**Exercise:**
Extract every line of the rows below that contains the string "balcony", and note that case counts.

#### Data to process

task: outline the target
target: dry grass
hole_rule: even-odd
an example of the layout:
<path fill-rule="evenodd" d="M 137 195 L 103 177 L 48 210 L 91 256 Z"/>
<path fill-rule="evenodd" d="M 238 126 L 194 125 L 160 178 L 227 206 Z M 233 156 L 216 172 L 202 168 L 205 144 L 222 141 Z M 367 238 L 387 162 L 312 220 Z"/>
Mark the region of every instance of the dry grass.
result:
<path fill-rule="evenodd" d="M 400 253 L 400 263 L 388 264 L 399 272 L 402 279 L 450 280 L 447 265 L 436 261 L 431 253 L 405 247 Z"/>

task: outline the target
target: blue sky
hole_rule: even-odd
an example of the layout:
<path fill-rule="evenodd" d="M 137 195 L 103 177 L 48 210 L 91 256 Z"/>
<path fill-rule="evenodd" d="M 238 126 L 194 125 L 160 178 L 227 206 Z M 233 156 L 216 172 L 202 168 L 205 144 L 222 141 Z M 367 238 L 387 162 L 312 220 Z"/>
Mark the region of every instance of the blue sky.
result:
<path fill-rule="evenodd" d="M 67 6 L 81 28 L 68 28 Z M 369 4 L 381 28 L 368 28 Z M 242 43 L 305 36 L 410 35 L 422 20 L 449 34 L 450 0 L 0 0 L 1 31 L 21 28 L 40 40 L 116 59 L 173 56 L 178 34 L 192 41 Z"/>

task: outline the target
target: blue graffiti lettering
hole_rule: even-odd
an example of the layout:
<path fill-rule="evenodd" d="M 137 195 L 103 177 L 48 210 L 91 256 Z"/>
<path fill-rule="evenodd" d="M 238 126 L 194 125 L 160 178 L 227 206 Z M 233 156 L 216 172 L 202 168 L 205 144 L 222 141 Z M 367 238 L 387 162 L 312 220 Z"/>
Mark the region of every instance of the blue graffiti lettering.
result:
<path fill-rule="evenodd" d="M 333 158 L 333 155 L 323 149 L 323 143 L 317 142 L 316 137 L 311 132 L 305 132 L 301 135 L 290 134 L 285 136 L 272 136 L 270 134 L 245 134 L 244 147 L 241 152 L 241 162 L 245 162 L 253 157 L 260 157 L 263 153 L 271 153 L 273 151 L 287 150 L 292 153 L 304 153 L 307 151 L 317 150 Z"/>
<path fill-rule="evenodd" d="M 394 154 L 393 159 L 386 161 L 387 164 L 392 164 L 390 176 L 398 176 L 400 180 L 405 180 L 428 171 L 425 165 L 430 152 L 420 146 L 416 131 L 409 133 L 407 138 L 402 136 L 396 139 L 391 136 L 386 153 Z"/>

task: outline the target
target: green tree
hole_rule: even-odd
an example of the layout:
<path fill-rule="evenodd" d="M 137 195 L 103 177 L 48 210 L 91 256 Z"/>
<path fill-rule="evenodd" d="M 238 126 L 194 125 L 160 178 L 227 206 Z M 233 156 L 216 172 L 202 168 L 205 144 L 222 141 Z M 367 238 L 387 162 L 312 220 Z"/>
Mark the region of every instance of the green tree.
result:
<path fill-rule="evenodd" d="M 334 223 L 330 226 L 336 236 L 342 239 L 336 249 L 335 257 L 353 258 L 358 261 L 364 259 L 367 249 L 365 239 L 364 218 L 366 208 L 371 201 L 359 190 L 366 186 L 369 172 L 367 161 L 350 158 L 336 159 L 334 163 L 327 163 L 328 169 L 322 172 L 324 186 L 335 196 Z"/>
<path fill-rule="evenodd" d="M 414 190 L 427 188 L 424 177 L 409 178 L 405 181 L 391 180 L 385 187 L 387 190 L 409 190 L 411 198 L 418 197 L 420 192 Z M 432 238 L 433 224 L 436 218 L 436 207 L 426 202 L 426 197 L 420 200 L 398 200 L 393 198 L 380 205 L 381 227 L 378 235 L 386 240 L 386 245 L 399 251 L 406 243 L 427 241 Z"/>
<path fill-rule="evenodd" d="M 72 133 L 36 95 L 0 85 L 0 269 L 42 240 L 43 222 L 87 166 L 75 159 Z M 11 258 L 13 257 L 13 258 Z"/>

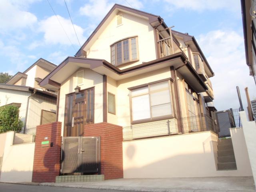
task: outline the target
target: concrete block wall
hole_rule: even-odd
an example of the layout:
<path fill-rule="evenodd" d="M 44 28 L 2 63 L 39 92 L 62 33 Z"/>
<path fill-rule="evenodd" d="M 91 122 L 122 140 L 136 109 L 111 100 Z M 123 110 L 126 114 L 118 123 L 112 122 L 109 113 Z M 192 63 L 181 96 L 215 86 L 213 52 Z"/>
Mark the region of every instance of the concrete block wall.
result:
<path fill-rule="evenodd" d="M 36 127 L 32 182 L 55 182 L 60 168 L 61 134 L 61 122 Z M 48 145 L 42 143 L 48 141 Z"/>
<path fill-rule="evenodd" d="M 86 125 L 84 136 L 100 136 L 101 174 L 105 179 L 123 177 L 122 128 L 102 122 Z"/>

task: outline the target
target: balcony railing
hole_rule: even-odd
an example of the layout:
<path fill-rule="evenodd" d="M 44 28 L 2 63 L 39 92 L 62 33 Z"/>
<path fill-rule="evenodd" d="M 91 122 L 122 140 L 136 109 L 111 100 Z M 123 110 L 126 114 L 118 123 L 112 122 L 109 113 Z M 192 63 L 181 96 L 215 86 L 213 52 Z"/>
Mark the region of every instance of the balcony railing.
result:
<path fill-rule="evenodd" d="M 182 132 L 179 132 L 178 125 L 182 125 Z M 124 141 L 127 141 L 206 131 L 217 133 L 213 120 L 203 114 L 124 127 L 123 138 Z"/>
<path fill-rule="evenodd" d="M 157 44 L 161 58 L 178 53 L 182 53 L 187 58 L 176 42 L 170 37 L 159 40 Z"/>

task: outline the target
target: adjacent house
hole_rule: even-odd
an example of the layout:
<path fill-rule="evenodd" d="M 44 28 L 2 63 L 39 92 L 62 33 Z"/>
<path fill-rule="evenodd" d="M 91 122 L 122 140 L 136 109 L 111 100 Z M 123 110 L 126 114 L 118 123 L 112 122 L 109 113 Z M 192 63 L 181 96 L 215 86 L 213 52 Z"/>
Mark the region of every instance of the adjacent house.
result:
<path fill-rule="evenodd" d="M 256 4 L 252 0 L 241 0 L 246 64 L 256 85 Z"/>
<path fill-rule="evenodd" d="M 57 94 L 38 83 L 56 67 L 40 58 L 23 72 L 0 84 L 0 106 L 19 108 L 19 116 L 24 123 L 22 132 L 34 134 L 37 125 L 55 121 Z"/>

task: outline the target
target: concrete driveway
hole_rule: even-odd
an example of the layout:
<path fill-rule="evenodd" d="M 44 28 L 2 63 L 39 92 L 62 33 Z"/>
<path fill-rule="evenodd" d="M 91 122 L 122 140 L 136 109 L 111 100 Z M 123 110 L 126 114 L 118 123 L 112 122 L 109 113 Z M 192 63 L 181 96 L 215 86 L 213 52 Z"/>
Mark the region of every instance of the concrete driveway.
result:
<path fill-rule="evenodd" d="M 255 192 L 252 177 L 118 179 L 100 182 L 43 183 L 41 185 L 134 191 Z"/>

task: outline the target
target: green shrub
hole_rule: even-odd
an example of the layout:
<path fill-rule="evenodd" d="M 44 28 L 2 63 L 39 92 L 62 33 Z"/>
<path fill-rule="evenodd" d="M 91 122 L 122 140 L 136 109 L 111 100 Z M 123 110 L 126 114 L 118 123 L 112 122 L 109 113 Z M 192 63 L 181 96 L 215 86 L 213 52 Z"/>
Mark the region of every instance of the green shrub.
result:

########

**In response:**
target: balcony railing
Mark the region of every instance of the balcony railing.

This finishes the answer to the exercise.